MATERIAL SHOWN: Begin

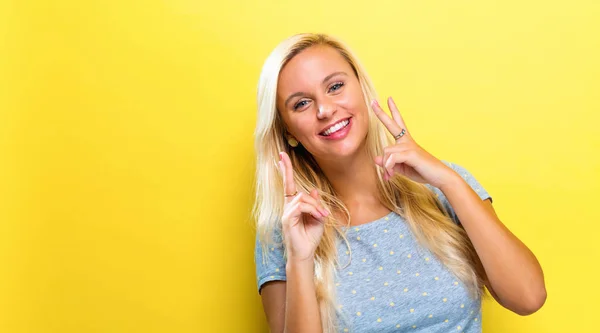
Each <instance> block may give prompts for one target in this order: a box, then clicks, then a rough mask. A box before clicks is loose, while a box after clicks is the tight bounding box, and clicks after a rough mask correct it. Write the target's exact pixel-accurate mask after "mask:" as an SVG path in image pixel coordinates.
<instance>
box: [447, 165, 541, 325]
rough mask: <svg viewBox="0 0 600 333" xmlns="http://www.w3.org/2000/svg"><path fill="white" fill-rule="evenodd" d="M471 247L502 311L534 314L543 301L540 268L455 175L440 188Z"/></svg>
mask: <svg viewBox="0 0 600 333" xmlns="http://www.w3.org/2000/svg"><path fill="white" fill-rule="evenodd" d="M440 190H441V191H442V192H443V193H444V195H445V196H446V198H447V199H448V202H449V203H450V205H451V206H452V208H453V210H454V212H455V213H456V216H457V217H458V219H459V220H460V223H461V224H462V226H463V227H464V228H465V230H466V232H467V234H468V236H469V239H470V240H471V242H472V243H473V246H474V247H475V250H476V251H477V254H478V255H479V258H480V259H481V262H482V263H483V267H484V269H485V272H486V274H487V276H488V280H489V285H487V288H488V289H489V290H490V293H491V294H492V296H494V298H495V299H496V300H497V301H498V303H500V304H501V305H502V306H504V307H505V308H507V309H509V310H511V311H513V312H515V313H518V314H520V315H529V314H532V313H534V312H536V311H537V310H538V309H540V308H541V307H542V305H543V304H544V302H545V301H546V287H545V285H544V275H543V272H542V268H541V266H540V264H539V262H538V261H537V259H536V257H535V256H534V255H533V253H532V252H531V251H530V250H529V249H528V248H527V246H525V244H523V243H522V242H521V241H520V240H519V239H518V238H517V237H516V236H515V235H513V234H512V233H511V232H510V230H508V228H506V227H505V226H504V224H503V223H502V222H501V221H500V219H499V218H498V216H497V215H496V213H495V211H494V208H493V207H492V204H491V202H490V200H481V198H479V196H478V195H477V193H475V191H473V189H472V188H471V187H470V186H469V184H468V183H467V182H466V181H465V180H464V179H462V178H461V177H460V175H458V174H456V177H455V178H454V181H452V182H449V183H446V185H445V186H443V187H442V188H440Z"/></svg>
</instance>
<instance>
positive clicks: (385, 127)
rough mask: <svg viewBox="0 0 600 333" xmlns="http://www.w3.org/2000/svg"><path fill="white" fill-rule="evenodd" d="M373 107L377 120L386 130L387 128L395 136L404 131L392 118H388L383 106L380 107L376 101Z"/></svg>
mask: <svg viewBox="0 0 600 333" xmlns="http://www.w3.org/2000/svg"><path fill="white" fill-rule="evenodd" d="M371 107H372V108H373V112H375V115H376V116H377V118H379V120H381V122H382V123H383V125H384V126H385V128H387V129H388V131H390V133H392V135H393V136H395V135H398V134H399V133H400V131H402V128H400V125H399V124H397V123H396V122H395V121H394V120H393V119H392V118H390V116H388V115H387V114H386V113H385V112H383V109H382V108H381V106H379V103H377V101H376V100H374V101H373V102H371Z"/></svg>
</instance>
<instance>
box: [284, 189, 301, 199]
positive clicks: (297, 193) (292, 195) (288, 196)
mask: <svg viewBox="0 0 600 333" xmlns="http://www.w3.org/2000/svg"><path fill="white" fill-rule="evenodd" d="M296 194H298V191H296V192H294V193H293V194H284V195H283V196H284V197H286V198H289V197H295V196H296Z"/></svg>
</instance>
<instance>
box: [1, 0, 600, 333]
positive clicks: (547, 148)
mask: <svg viewBox="0 0 600 333" xmlns="http://www.w3.org/2000/svg"><path fill="white" fill-rule="evenodd" d="M303 31H312V32H327V33H331V34H334V35H336V36H339V37H341V38H342V39H344V40H345V41H347V42H348V43H349V44H350V45H351V46H352V47H353V49H354V50H355V51H356V52H357V53H358V55H359V57H360V58H361V59H362V62H363V63H364V64H365V66H366V68H367V69H368V70H369V72H370V74H371V76H372V77H373V79H374V81H375V84H376V86H377V88H378V89H379V92H380V94H381V96H382V97H386V96H388V95H393V96H394V97H395V98H396V100H397V101H398V104H399V105H400V107H401V109H402V111H403V115H404V118H405V120H406V122H407V123H408V124H409V126H410V127H411V129H412V131H413V134H414V135H415V137H416V138H417V141H418V142H419V143H420V144H421V145H422V146H424V147H425V148H426V149H428V150H429V151H431V152H432V153H433V154H434V155H436V156H438V157H439V158H443V159H447V160H450V161H454V162H457V163H459V164H462V165H463V166H465V167H467V168H468V169H469V170H470V171H471V172H472V173H474V174H475V176H476V177H477V178H478V179H479V180H480V181H481V182H482V183H483V184H484V186H485V187H486V188H487V189H488V190H489V191H490V193H492V195H493V197H494V199H495V201H494V202H495V204H494V205H495V207H496V210H497V211H498V213H499V216H500V217H501V219H502V220H503V221H504V222H505V224H507V225H508V226H509V228H510V229H511V230H512V231H513V232H515V233H516V234H517V235H518V236H519V237H520V238H521V239H522V240H523V241H524V242H525V243H526V244H528V245H529V246H530V248H531V249H532V250H533V251H534V252H535V253H536V255H537V256H538V258H539V260H540V262H541V263H542V265H543V268H544V271H545V274H546V282H547V288H548V295H549V296H548V301H547V303H546V305H545V306H544V308H543V309H542V310H541V311H540V312H538V313H536V314H535V315H533V316H530V317H519V316H517V315H515V314H512V313H510V312H509V311H508V310H504V309H503V308H501V307H500V306H499V305H497V304H494V303H493V302H492V301H488V302H487V303H485V305H484V332H487V333H492V332H495V333H500V332H514V333H525V332H567V331H568V332H597V330H598V328H597V327H598V320H597V314H598V310H600V307H599V306H598V301H599V300H600V292H599V288H598V277H599V273H598V270H597V265H598V264H599V263H600V250H599V249H598V245H599V240H600V239H599V238H600V237H599V235H600V227H599V222H600V213H598V193H600V184H599V183H600V157H599V152H600V135H599V130H598V124H599V123H600V116H599V114H600V61H599V60H598V59H600V38H599V36H600V3H599V2H598V1H596V0H587V1H583V0H582V1H566V0H564V1H547V0H546V1H541V0H533V1H528V2H523V1H516V0H508V1H502V2H500V1H465V0H454V1H446V0H431V1H391V0H388V1H351V2H338V1H329V2H323V1H317V0H308V1H307V0H305V1H261V2H256V1H233V0H220V1H210V2H207V1H198V0H196V1H191V0H169V1H157V0H144V1H109V2H107V1H71V2H67V1H18V0H14V1H2V2H0V331H2V332H15V333H17V332H18V333H21V332H60V333H71V332H73V333H74V332H111V333H112V332H145V333H150V332H265V331H266V325H265V320H264V315H263V312H262V308H261V306H260V300H259V298H258V295H257V293H256V289H255V276H254V263H253V241H254V233H253V229H252V224H251V221H250V215H249V211H250V208H251V203H252V197H253V194H252V177H253V163H254V162H253V148H252V132H253V128H254V122H255V119H256V116H255V93H256V83H257V80H258V75H259V71H260V66H261V65H262V63H263V61H264V58H265V57H266V56H267V54H268V53H269V52H270V51H271V50H272V48H273V47H274V46H275V45H276V44H277V43H278V42H279V41H280V40H282V39H283V38H285V37H287V36H289V35H291V34H293V33H297V32H303Z"/></svg>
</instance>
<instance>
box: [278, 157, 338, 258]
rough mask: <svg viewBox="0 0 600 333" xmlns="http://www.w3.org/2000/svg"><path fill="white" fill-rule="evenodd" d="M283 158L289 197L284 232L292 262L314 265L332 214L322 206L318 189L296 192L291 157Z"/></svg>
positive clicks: (284, 183) (284, 223)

MATERIAL SHOWN: End

* THE PROBLEM *
Up to and including the line that contains "box: [447, 165, 541, 325]", print the records above exactly from their first line, without any pictures.

* SOLUTION TO THE PROBLEM *
Each <instance> block may give prompts for one target in this order: a box, then clicks, then a rough mask. A box before clicks is loose, while a box after clicks is the tight bounding box, and clicks after a rough mask correct it. Write the target's exact pixel-accurate mask after "mask:" as an SVG path in image pixel coordinates.
<instance>
box: [447, 165, 541, 325]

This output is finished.